### Short task a
According to the article on small group leadership, what item does the author call his best friend?

### Page

++++++++

A Small Group Leader’s Best Friend

By David Drury

 

I can’t believe it took me this long to figure this out.  I’ve gone to small group leader conferences, read books, been trained and generally thought about small groups daily for years now.  But I only just figured this out.  Perhaps you missed it too.  Yes, for sure, lots of other things help out a small group leader.  A good study series helps.  Some training goes a long way.  Experience teaches us some things not to do again.  But it seems like no matter what I’ve done the group always seems to drift one direction: I end up doing everything and get burned out.

 

So I’m kicking myself for not figuring this out sooner.  This beautiful life secret of small group leadership.  This moment of delegation revelation.  This is my epiphany of community life: The clipboard is my best friend!

 

There you have it.  Believe it or not.  It’s true.  As a small group leader I found out this year that the mighty clipboard is my lifesaver.  In three small groups I led in the last 6 months I was so burned out from years of leading groups that instead of doing a bunch of talking about everyone helping me out I just passed a clipboard around on the first night of each group and a small group miracle occurred in my life—each group practically ran itself all year long!  Sometimes I would show up to one of the groups late having not thought more than 2 minutes about the night and because of the mighty clipboard I passed around two months prior things would go without a hitch.  Here’s why:

 

  1. SIGNING UP FOR ROLES, NOT JUST SNACKS – I always talk about people taking roles and helping me out with the group but rarely would they actually step up and take something.  This year, I just put the roles I needed on the clipboard with a little blank next to them and told the group to sign up for what they wanted to do.  All the roles in each of my three groups were filled!

++++++++

### Material

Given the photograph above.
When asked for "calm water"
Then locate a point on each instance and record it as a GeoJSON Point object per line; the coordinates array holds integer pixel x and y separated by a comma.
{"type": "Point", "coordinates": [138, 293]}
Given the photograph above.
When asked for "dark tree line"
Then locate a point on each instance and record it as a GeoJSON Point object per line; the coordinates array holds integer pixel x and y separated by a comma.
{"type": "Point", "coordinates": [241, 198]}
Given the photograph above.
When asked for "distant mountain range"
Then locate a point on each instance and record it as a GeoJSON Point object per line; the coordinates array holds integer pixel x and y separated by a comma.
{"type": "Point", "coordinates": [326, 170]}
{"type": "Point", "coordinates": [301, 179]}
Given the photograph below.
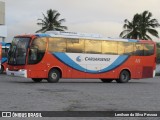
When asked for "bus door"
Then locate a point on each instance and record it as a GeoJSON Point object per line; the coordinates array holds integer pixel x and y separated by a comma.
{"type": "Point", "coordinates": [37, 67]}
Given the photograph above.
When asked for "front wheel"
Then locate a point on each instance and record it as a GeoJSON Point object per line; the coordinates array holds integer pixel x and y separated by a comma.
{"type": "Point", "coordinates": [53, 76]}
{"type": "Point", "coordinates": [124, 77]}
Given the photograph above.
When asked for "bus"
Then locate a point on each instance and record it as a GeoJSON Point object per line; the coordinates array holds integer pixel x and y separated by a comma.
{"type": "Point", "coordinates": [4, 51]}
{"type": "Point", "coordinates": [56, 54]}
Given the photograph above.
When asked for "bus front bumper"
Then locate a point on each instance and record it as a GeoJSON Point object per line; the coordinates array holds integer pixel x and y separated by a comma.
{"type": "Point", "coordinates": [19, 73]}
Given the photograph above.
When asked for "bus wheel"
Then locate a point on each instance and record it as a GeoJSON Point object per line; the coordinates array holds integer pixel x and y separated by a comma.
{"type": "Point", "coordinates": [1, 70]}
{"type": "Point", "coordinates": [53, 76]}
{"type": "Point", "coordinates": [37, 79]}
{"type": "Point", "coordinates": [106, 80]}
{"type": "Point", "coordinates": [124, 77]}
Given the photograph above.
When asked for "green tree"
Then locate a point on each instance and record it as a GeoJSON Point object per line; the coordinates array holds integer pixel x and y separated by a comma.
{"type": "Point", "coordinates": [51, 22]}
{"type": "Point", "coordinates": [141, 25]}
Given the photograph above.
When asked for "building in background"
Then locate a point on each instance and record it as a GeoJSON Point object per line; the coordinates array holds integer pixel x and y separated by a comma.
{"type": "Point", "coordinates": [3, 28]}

++++++++

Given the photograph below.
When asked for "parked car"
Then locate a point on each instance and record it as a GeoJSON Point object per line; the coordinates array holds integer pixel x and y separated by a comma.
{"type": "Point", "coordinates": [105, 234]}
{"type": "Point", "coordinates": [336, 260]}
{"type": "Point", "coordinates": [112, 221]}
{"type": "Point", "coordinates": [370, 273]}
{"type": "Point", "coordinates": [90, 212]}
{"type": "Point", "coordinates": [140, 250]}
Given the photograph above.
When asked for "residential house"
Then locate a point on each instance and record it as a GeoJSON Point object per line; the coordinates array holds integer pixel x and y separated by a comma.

++++++++

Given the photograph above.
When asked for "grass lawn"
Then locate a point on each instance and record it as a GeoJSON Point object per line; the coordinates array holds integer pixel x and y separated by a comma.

++++++++

### Short task b
Select every line of the listing that contains the word "tree", and note that case counts.

### Written solution a
The clipboard.

### Written solution b
When asked for "dark tree line"
When asked for "green tree"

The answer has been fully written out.